* **TASK DIRECTIONS**:
Collect every line in the data below that contains the string "weathered", and copy each one in full. Matching is case-sensitive.

+===+

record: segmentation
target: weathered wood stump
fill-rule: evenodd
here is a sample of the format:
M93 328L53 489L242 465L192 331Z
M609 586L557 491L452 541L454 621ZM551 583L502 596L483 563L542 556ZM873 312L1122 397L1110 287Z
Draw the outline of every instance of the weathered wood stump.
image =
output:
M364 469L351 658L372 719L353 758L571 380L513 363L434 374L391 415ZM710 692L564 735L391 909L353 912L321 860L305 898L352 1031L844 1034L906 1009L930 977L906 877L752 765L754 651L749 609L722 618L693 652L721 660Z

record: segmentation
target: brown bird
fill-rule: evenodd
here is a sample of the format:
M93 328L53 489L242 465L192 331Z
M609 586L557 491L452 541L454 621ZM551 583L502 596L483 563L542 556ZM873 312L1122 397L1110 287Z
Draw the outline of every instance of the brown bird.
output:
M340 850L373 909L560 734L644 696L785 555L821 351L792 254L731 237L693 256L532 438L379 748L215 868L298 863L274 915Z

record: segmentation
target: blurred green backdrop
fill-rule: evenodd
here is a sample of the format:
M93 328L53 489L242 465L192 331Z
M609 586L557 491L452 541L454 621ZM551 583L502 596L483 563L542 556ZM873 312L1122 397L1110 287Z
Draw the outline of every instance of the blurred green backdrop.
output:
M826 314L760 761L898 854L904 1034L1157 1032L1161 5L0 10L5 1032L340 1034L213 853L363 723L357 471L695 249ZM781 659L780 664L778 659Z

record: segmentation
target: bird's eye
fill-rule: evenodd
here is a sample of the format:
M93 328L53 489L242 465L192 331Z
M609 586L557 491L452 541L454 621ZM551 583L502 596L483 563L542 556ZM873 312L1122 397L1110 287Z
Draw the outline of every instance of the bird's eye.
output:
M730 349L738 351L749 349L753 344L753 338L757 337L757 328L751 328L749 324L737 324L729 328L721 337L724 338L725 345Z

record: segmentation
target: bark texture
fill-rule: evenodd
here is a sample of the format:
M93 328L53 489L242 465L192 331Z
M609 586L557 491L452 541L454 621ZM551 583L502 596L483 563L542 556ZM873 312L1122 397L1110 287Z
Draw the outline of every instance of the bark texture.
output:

+===+

* **OUTPUT BELOW**:
target: weathered wood stump
Draw the outline of every instance of the weathered wood stump.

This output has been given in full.